▶ [SUPPLIED TEXT]:
%%

The main issue is Section 4, which sets the standards for fishery products other than certified fishery products.
Sustainable Sourcing Code for Fishery Products (Section 4)
In the event that suppliers need fishery products without any certification specified in Section 3, any of the following methods shall apply to procured fishery products.
(1) Fishery products that are caught based on a national/local government-recognised plan for resource management, and whose satisfaction of condition (iv) in Section 2 has been confirmed through the procedure designated in the appendix. (2) Fishery products that are raised in farms managed based on a national/local government-recognised plan for maintenance and improvement of the fishery environment, and whose satisfaction of condition (iv) in Section 2 has been confirmed through the procedure designated in the appendix.
In the event that no resource management plan or fishing ground improvement plan has been prepared or has not been confirmed by a government agency:
(3) Fishery products whose satisfaction of (i) to (iv) in Section 2 has been confirmed through the procedure designated in the appendix, including fishery products caught or raised by fisheries or aquaculture based on improvement plans whose progress toward obtaining certifications specified in Section 3 can be monitored in a transparent and objective manner.
*Section 2 (iv): Confirm that appropriate measures have been taken in catching or producing the fishery products in light of relevant laws and regulations.

%%

▶ [GIVEN PROBLEM]: Decide whether each statement agrees with the fishery sourcing code excerpt above, answering yes or no and quoting the words from it that settle the matter: (a) Section 4 sets the standards for certified fishery products. (b) Under method (2), farmed fishery products must come from farms managed under a plan recognized by a national or local government. (c) Method (3) requires confirmation of condition (iv) in Section 2 only.

▶ [RAW DATA]:
%%

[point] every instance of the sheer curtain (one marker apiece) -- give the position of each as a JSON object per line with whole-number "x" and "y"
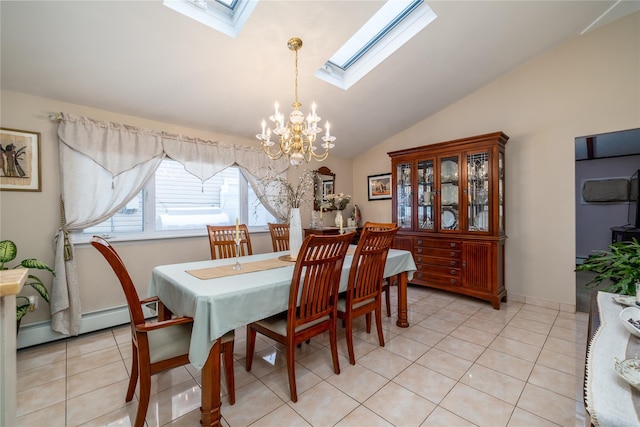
{"x": 255, "y": 166}
{"x": 103, "y": 165}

%%

▶ [SOLUTION]:
(a) No: "sets the standards for fishery products other than certified fishery products."
(b) Yes: "raised in farms managed based on a national/local government-recognised plan for maintenance and improvement of the fishery environment"
(c) No: "whose satisfaction of (i) to (iv) in Section 2 has been confirmed through the procedure designated in the appendix"